--- Begin Records for the exercise ---

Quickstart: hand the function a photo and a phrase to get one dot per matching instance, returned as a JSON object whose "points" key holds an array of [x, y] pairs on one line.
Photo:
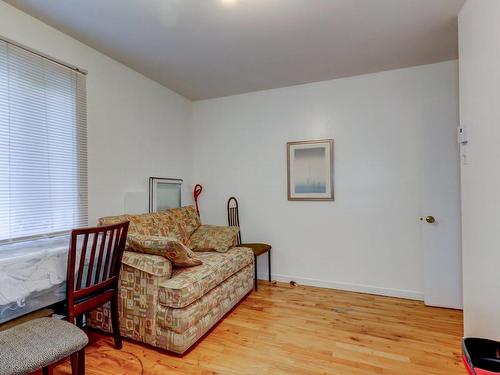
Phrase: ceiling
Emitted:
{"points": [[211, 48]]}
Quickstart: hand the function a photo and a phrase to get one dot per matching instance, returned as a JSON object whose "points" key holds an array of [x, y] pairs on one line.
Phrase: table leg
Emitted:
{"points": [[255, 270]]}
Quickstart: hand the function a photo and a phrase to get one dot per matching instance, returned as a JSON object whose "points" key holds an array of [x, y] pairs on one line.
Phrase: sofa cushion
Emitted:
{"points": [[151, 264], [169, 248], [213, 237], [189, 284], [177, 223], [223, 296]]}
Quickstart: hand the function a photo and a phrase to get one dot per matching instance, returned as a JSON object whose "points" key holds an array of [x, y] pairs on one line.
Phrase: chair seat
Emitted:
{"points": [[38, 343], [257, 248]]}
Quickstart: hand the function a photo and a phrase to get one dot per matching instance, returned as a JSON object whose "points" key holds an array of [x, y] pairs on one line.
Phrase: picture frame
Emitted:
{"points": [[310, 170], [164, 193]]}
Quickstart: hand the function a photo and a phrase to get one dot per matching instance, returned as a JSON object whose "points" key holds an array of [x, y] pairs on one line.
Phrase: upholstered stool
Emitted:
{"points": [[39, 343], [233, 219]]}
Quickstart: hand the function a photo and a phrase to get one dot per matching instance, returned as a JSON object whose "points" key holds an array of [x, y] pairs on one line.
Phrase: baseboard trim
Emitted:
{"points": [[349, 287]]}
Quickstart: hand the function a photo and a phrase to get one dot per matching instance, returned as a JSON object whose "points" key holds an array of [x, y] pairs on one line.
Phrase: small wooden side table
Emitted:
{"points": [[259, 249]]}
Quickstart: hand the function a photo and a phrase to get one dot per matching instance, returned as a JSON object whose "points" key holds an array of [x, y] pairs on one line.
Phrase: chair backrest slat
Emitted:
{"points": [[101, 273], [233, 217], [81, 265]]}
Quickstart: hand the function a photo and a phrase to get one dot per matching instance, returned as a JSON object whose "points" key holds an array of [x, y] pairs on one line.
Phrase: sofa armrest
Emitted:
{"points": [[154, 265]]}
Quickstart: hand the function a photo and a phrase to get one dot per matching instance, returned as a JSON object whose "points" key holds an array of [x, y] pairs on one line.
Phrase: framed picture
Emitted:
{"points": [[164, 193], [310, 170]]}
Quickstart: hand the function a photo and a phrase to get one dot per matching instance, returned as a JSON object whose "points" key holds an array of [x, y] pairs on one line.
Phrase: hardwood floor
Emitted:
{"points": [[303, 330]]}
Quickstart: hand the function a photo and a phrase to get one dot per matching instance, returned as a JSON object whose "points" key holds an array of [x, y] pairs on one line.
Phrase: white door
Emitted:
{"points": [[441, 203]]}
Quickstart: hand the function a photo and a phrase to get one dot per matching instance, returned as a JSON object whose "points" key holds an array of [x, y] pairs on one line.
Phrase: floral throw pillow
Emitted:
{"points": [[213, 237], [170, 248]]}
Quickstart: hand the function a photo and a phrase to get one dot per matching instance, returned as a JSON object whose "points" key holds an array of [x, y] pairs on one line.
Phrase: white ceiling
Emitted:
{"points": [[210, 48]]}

--- End Records for the exercise ---

• [Exercise brief] Report each line of the records above that includes the word "chair", copying it in full.

• [Final result]
Phrase: chair seat
Phrase: chair backrest slat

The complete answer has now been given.